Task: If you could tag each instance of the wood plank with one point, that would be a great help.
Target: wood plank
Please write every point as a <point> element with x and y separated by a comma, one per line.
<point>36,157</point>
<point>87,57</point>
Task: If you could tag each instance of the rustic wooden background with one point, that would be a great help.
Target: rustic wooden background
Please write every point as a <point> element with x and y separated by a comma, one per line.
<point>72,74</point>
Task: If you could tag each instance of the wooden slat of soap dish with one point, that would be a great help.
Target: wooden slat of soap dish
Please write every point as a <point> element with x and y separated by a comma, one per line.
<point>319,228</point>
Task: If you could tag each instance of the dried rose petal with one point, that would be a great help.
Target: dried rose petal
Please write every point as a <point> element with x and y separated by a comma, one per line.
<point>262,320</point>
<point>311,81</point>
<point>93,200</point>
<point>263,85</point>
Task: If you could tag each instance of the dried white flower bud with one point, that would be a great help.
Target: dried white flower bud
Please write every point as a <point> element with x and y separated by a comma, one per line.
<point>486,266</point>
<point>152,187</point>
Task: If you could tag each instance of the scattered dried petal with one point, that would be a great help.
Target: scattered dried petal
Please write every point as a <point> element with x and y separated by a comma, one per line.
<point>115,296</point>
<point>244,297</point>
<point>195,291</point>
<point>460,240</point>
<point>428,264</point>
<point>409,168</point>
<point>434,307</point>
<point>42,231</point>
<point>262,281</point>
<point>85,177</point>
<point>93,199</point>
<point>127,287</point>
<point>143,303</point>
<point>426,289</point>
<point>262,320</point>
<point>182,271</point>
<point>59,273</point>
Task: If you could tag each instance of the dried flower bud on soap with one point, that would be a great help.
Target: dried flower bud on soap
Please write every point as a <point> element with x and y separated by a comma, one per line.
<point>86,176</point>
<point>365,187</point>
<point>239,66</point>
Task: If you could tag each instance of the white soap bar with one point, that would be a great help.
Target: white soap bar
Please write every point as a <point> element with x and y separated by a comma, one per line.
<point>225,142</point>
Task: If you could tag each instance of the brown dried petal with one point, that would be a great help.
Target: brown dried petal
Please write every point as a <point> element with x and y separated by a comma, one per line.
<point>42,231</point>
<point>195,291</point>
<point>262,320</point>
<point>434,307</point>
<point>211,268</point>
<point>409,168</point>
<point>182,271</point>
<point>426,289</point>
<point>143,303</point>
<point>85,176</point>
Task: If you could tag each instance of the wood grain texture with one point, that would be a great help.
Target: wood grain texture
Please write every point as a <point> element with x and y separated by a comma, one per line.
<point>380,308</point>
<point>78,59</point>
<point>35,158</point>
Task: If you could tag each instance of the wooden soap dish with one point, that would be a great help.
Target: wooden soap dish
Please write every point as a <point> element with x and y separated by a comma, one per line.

**Exercise:** Take the listing from its first line to the line containing "Task: If you could tag each instance of the rustic". Reproduce those lines exactly and nothing else.

**Exercise output:**
Task: If you could tag each instance of the wood plank with one point, that would be a great help.
Target: wood plank
Please write every point as a <point> element with x and y separated by a comma, one per line.
<point>36,157</point>
<point>87,57</point>
Task: If you could tag each instance of the rustic wooden background with one point, that would be a great help.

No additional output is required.